El enterramiento ritual más antiguo conocido se remonta a África, hace nada menos que 78.000 años, con el niño conocido como Mtoto (que significa ‘niño’ en suajili). Quien fuera la persona que quería al pequeño en vida, colocó su cuerpo en posición fetal sobre su lado derecho, apoyó su cabeza sobre una especie de almohada natural y lo cubrieron con algún tipo de material perecedero a modo de sudario. Es, sin duda, impresionante, pero es nada en comparación con una reciente y controvertida investigación publicada hace unos meses: el Homo naledi, uno de nuestros parientes extintos, con un tercio de nuestro cerebro, ya enterraba a sus muertos hace más de 100.000 años.

El enterramiento ritual más antiguo conocido se remonta a África, hace nada menos que 78.000 años, con el niño conocido como Mtoto

Como conocemos algunas civilizaciones mejor que otras, no nos sorprende que Tutankamón se enterrara con tesoros capaces de maravillar a Howard Carter, la primera persona que pudo verlos. A día de hoy, sabemos lo que cada detalle en el enterramiento de un egipcio significaba, y cómo todos ellos estaban frecuentemente relacionados con el paso al más allá. Sin embargo, otros enterramientos siguen siendo bastante más misteriosos y nos hacen plantearnos algunas dudas, pues cada poco tiempo se encuentran cosas increíbles: un caballero medieval enterrado con un caballo sin cabeza, una niña finlandesa de la Edad de Piedra que pudo haber sido enterrada, entre muchas otras cosas, con un lobo. El enigmático cráneo de Jericó, enterrado con conchas en lugar de con ojos hace 9.500 años. Restos óseos de personas enterradas en posiciones extrañas: fetales, agachadas…

Es fascinante conocer este tipo de enterramientos desde muchos puntos de vista, sobre todo para entender las semejanzas y las diferencias que nos caracterizan como especie. Hace más de 2.000 años, en Cerdeña se enterró a una mujer bocabajo con un clavo en el cráneo, probablemente debido a antiguas creencias relacionadas con la epilepsia. Hace 1.000, en la Patagonia, otra mujer fue enterrada en una canoa como posible representación del viaje hacia la tierra de los muertos (algo que irremediablemente recuerda a la manera de enterrar de los vikingos, en sus barcos). Separadas en el tiempo y enterradas de maneras tan diferentes, ambas mujeres coinciden en que fueron honradas por aquellos que las amaban.

****************************************

### Tareas
- A) Edita el pasaje del fragmento que empieza con las palabras "Es fascinante conocer" y termina con "que las amaban.", sustituyendo "Cerdeña" por "Córcega".
- B) Según el fragmento, ¿con qué se enterró el cráneo de Jericó en lugar de con ojos?
- C) Enumera todos los nombres de lugares geográficos que aparecen en el fragmento.

****************************************

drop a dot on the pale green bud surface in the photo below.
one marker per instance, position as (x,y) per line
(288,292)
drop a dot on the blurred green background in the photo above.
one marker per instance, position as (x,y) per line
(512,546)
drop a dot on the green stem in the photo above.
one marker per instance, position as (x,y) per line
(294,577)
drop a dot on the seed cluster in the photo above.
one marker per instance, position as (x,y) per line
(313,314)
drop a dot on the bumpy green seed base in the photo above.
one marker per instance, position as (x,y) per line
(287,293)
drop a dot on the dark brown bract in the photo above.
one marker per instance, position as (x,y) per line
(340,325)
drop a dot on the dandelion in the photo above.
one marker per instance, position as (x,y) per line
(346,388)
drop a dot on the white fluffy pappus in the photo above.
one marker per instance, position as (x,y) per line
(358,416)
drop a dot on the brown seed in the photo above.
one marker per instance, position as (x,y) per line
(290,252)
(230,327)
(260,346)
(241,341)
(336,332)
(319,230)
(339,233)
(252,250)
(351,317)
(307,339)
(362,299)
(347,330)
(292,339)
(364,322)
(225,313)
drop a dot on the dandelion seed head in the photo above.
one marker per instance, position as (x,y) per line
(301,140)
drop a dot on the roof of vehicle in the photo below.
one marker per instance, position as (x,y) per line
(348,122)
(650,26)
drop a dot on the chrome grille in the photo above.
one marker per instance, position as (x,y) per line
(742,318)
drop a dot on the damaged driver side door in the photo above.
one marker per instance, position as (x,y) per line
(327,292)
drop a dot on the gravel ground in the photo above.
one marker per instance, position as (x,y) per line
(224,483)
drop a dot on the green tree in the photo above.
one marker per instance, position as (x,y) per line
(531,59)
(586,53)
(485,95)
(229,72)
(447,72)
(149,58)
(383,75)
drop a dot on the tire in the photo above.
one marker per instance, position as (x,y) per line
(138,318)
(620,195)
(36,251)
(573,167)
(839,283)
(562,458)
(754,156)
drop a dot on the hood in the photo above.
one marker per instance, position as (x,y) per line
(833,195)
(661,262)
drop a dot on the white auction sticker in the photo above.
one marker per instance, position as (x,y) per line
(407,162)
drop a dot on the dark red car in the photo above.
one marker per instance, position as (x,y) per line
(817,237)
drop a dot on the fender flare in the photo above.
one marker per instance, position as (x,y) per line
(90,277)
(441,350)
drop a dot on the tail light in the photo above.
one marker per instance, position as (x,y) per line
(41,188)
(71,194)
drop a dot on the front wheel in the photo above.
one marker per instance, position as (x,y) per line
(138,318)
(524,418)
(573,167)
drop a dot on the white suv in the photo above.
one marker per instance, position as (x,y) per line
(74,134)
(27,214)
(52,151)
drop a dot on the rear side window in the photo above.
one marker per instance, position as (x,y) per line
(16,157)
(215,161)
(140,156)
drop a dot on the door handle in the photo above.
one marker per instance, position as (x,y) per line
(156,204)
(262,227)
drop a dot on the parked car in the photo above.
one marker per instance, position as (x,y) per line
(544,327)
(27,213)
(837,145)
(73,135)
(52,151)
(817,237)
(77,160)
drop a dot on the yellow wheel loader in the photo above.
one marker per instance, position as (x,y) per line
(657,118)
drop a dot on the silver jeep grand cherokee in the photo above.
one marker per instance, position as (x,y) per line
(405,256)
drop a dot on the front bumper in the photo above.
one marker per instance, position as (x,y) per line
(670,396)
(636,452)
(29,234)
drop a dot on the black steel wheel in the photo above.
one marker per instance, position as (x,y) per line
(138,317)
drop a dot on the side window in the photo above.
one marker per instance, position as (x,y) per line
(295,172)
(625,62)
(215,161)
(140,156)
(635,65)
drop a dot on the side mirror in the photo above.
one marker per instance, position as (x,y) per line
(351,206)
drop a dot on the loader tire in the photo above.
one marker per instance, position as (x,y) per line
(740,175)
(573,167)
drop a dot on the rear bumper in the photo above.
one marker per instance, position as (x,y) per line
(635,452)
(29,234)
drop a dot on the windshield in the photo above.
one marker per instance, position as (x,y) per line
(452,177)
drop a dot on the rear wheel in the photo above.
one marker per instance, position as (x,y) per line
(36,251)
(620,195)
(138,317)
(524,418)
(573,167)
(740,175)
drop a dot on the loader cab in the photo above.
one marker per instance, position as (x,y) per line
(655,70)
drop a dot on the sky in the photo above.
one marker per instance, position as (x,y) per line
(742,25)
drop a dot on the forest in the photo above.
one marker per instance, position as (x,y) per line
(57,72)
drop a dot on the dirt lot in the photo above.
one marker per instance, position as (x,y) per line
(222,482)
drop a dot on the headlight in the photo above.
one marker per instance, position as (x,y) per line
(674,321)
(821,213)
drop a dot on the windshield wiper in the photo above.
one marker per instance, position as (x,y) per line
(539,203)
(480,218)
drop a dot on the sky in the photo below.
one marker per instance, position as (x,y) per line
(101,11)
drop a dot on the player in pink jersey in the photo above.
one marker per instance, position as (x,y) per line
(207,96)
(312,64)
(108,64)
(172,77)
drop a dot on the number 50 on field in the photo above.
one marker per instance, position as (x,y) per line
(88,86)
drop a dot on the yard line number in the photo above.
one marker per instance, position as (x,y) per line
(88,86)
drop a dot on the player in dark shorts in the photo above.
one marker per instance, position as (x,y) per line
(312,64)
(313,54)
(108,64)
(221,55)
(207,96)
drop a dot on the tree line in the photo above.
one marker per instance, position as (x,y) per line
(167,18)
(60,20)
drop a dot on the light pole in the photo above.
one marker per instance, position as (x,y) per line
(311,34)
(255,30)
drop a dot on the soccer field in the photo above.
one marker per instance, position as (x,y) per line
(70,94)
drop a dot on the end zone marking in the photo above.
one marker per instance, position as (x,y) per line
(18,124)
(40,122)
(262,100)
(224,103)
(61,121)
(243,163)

****************************************

### Respuestas
- A)
Es fascinante conocer este tipo de enterramientos desde muchos puntos de vista, sobre todo para entender las semejanzas y las diferencias que nos caracterizan como especie. Hace más de 2.000 años, en Córcega se enterró a una mujer bocabajo con un clavo en el cráneo, probablemente debido a antiguas creencias relacionadas con la epilepsia. Hace 1.000, en la Patagonia, otra mujer fue enterrada en una canoa como posible representación del viaje hacia la tierra de los muertos (algo que irremediablemente recuerda a la manera de enterrar de los vikingos, en sus barcos). Separadas en el tiempo y enterradas de maneras tan diferentes, ambas mujeres coinciden en que fueron honradas por aquellos que las amaban.

- B) Con conchas.

- C) África, Jericó, Cerdeña, la Patagonia